- Tasks -
A) From the post about the upside-down glass, copy out the passage word for word, starting at "The penguin somehow" and ending at "three months later.".
B) In the upside-down glass post, where was the toothpick penguin made?

- Text shown -
<<<<
Friday, November 09, 2007

Just Get The Glass




When we were little and someone would lose something, like a necklace or a key or whatever, my mother would take a glass put it on the kitchen table and turn it upside down. I have no idea why turning a glass upside down would lead to the discovery of a misplaced object, but it often did. Sometimes it took hours and sometimes days, but eventually, like magic, the lost item surfaced.

Over the last few years I’ve noticed that the number of glasses on my kitchen table has increased considerably. For whatever reason, and I am not discounting age but I don’t like to think about it, I can’t remember where I put things. For example, my Aunt Fritzie had this absolutely fantastic plastic penguin that you filled with toothpicks and when you dipped the nose of the bird, it released one pick as needed. It was made in Korea at a time when everything was imported from Korea instead of China. It was also a time when everyone smoked and I can remember my Aunt serving cocktails in their beautifully finished basement, with everyone sitting around smoking and pressing the penguin – if not for the pick at least for the entertainment factor.

The penguin somehow made it’s way to my mother’s house. I guess because my mother was the last one to have a house. When I was cleaning up “just stuff” I found the penguin. My brother was with me and we both remember that I put it in my suitcase to take home. Needless to say, when I got home, I couldn’t find it. So I turned a glass over on the table—where it remains now, three months later.
>>>>
- Given information -
<<<<
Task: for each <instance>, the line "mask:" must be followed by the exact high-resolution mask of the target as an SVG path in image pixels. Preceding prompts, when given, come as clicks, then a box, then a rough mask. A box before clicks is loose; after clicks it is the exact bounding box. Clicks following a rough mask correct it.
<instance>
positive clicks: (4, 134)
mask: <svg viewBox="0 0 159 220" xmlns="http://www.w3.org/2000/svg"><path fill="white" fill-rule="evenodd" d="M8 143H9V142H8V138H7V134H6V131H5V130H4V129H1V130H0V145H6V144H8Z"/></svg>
>>>>
- Exercise results -
A)
The penguin somehow made it’s way to my mother’s house. I guess because my mother was the last one to have a house. When I was cleaning up “just stuff” I found the penguin. My brother was with me and we both remember that I put it in my suitcase to take home. Needless to say, when I got home, I couldn’t find it. So I turned a glass over on the table—where it remains now, three months later.

B) Korea.